==== DATASET EXTRACT

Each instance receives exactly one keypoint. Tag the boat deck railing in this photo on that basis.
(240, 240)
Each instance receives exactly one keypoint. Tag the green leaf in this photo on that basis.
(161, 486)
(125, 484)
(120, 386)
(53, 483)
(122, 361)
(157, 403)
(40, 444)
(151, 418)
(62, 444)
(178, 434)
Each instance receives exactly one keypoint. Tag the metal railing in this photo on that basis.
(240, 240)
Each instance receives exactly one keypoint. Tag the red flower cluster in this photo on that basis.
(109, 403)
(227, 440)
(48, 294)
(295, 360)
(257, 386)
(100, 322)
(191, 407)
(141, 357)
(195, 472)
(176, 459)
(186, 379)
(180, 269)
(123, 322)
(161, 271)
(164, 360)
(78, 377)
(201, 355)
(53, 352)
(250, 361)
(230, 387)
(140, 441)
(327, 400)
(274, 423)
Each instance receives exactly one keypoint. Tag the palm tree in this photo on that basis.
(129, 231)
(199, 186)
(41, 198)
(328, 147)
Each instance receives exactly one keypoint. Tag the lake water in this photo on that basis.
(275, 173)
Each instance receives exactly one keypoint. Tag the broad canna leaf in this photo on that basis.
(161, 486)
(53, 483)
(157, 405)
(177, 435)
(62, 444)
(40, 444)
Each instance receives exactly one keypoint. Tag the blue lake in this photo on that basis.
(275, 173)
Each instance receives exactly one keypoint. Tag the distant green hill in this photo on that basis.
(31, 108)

========

Return every record, word for word.

TASK ANSWER.
Each instance receives exactly one keypoint. Tag the boat deck railing in this photo on that basis.
(240, 240)
Each instance receives exactly one keypoint. Tag the green leaf in this photo on that basis.
(161, 486)
(125, 484)
(120, 386)
(53, 483)
(122, 361)
(157, 403)
(40, 444)
(151, 418)
(62, 444)
(178, 434)
Each instance receives exactly one keypoint. Tag the metal railing in this photo on that basis.
(240, 240)
Each instance receives exactly one keypoint. Tag the red flower cluster in this photo on that basis.
(109, 403)
(227, 440)
(48, 294)
(295, 360)
(257, 386)
(100, 322)
(191, 407)
(141, 357)
(195, 472)
(176, 459)
(186, 379)
(180, 269)
(123, 322)
(161, 271)
(164, 360)
(78, 377)
(201, 355)
(53, 352)
(250, 361)
(230, 387)
(140, 441)
(327, 400)
(274, 423)
Each instance receives exactly one keypoint. Tag the palm tree in this photo on that basis.
(129, 231)
(199, 186)
(41, 198)
(328, 147)
Each instance receives exactly one keypoint. Tag the lake water in this photo on that basis.
(275, 173)
Each instance receives exactly one keypoint. Tag the broad canna leaf in this photo on that basis.
(161, 486)
(53, 483)
(157, 405)
(177, 435)
(62, 444)
(40, 444)
Each instance receives exactly one keypoint. Tag the blue lake in this photo on that basis.
(275, 173)
Each instance receives exactly one keypoint. Tag the distant green hill in this photo on that basis.
(31, 108)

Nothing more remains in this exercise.